[start of GIVEN DATA]
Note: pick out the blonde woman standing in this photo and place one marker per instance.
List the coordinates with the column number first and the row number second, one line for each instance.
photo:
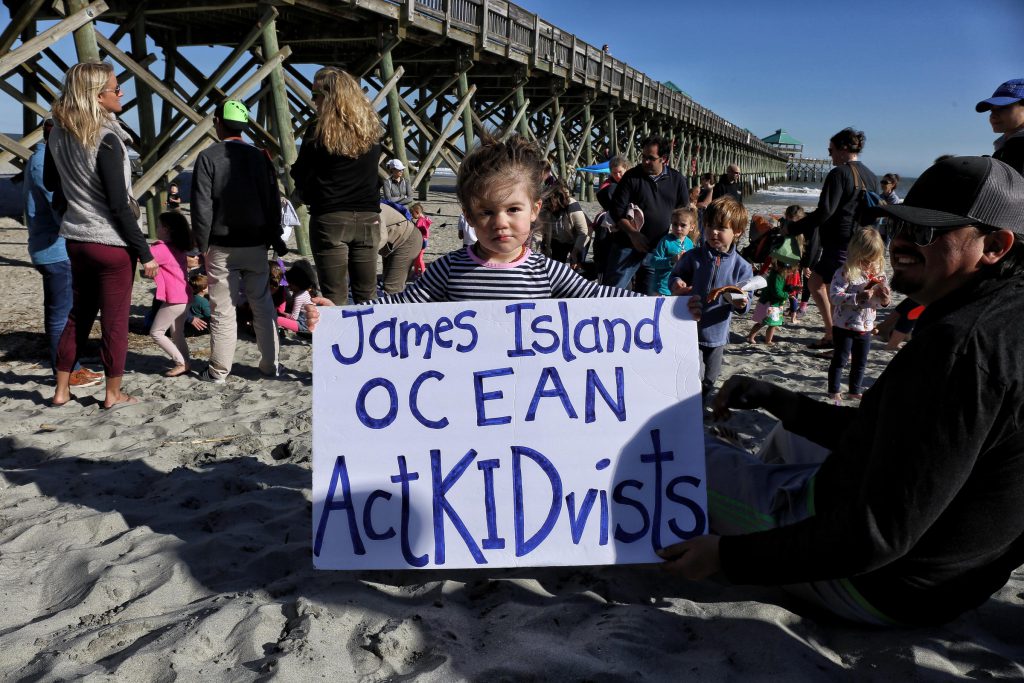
column 87, row 161
column 336, row 175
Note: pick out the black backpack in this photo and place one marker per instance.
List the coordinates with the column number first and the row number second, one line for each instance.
column 867, row 201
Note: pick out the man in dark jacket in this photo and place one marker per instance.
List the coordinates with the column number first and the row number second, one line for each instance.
column 1006, row 114
column 236, row 211
column 656, row 190
column 729, row 184
column 909, row 512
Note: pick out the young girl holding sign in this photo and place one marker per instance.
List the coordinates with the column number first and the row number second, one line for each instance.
column 500, row 187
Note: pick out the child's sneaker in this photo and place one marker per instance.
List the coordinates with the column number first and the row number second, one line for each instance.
column 207, row 377
column 83, row 377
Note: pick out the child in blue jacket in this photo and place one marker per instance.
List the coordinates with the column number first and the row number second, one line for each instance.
column 715, row 263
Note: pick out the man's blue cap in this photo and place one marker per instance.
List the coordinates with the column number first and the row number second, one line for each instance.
column 1008, row 93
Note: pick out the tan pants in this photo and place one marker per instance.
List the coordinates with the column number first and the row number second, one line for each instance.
column 231, row 270
column 171, row 317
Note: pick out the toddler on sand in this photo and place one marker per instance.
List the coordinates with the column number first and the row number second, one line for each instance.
column 172, row 290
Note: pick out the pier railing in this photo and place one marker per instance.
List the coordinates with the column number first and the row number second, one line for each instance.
column 507, row 30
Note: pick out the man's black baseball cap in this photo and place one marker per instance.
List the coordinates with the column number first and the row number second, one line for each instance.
column 964, row 190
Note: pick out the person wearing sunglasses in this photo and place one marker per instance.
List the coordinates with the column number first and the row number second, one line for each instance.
column 906, row 509
column 1006, row 115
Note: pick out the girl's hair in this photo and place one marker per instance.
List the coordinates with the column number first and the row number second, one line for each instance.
column 783, row 267
column 301, row 275
column 178, row 229
column 500, row 164
column 727, row 212
column 866, row 250
column 77, row 109
column 346, row 123
column 849, row 139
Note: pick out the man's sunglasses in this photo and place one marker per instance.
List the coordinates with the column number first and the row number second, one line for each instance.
column 924, row 235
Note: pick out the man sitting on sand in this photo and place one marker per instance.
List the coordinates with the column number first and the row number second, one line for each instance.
column 913, row 514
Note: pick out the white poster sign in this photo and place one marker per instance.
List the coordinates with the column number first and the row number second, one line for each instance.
column 506, row 433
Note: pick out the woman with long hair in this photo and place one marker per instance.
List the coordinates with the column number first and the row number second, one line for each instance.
column 336, row 175
column 87, row 161
column 834, row 219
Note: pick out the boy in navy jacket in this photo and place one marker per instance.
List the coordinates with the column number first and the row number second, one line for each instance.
column 715, row 263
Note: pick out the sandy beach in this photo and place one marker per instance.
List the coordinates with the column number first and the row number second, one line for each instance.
column 171, row 540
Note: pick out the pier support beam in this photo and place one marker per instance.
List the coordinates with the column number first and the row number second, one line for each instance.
[end of GIVEN DATA]
Please give the whole listing above again with every "marker" swapped for "pin" and nothing else changed. Leave the pictures out.

* [CORRECT OUTPUT]
Note: pick out the blonde woman standing in this photo and place one pin per instance.
List the coordinates with the column number first and the row number second, one line for each instance.
photo:
column 87, row 161
column 336, row 175
Note: pick out the black backpack in this photo and place one pin per instance.
List the coordinates with the column number first and the row number second, one line for each instance.
column 867, row 201
Note: pick out the man in dark jacket in this photo and place one pin per instance.
List the coordinates with the column number first and the row number second, one line for each instance.
column 1006, row 114
column 236, row 211
column 656, row 190
column 729, row 184
column 909, row 512
Note: pick out the young girl holding sign in this photo and place one pin per instance.
List the coordinates with the column number first and the row number second, one line for each instance.
column 500, row 187
Note: pick out the child's sneaker in this photo and place one pin per instance.
List the coordinates with the column number first and the row number second, one line for each instance.
column 207, row 377
column 83, row 377
Note: pick out the child in blue jacket in this photo and place one pin per instance.
List the coordinates with the column number first and the row number second, one line for each instance.
column 715, row 263
Note: pick out the man's blue cap in this photo and place one pin per instance.
List the coordinates with the column number first and the row number second, one line for each instance.
column 1008, row 93
Note: pick out the tan pants in this photo and place one pin per instance.
List the coordinates with the column number first and the row number second, one line for each instance.
column 231, row 270
column 171, row 317
Note: pick out the toddler on sand in this photo and place one pin per instance.
List the coordinates with the column number first and the row number second, one line for each instance.
column 172, row 290
Note: pick out the pier railing in this photo and place one pin per instance.
List the coordinates with the column number first and the row number second, one line for each instance.
column 507, row 30
Note: pick out the man's black baseball cap in this photo and place one pin per instance.
List the coordinates with the column number first and the row number second, one line for each instance.
column 964, row 190
Note: pick out the person wearing sunglasses in this photo and place one pin per instance.
List the coordinates with the column number first and the row number second, one line for each instance.
column 906, row 509
column 1006, row 115
Note: pick out the girl's hair in this photo and place one pin per instance.
List the coordinates with the column number first and the row number second, one line for each instance.
column 783, row 267
column 301, row 275
column 178, row 229
column 500, row 164
column 727, row 212
column 866, row 250
column 77, row 109
column 346, row 123
column 849, row 139
Note: pick out the man's sunglasses in this photo and place one pin per instance.
List the coordinates with the column number first and the row number second, one line for each instance.
column 924, row 235
Note: pick out the man sitting on sand in this photo and place one pin per instance.
List the coordinates with the column number first and the row number second, one line for each instance.
column 913, row 514
Note: pick out the white poster sign in this photo and place one pin per instance.
List the coordinates with the column number first and the row number second, one line for each instance.
column 506, row 433
Note: pick out the woman with long hair in this photo and place one pin per instance.
List the coordinates with the column number first and the row number second, one line for each instance.
column 336, row 175
column 87, row 161
column 834, row 219
Note: pick out the boy in navy jacket in this photo and place one pin per instance.
List the coordinates with the column number first and the row number second, one line for each instance.
column 715, row 263
Note: pick out the sandy beach in this photo and place one pin per instance.
List the coordinates with the column number first and the row number second, one line for each instance.
column 171, row 540
Note: pick out the pier support beam in this photo and place one pin per instance.
List the coordinates with the column number first and the row number second, one line for each instance.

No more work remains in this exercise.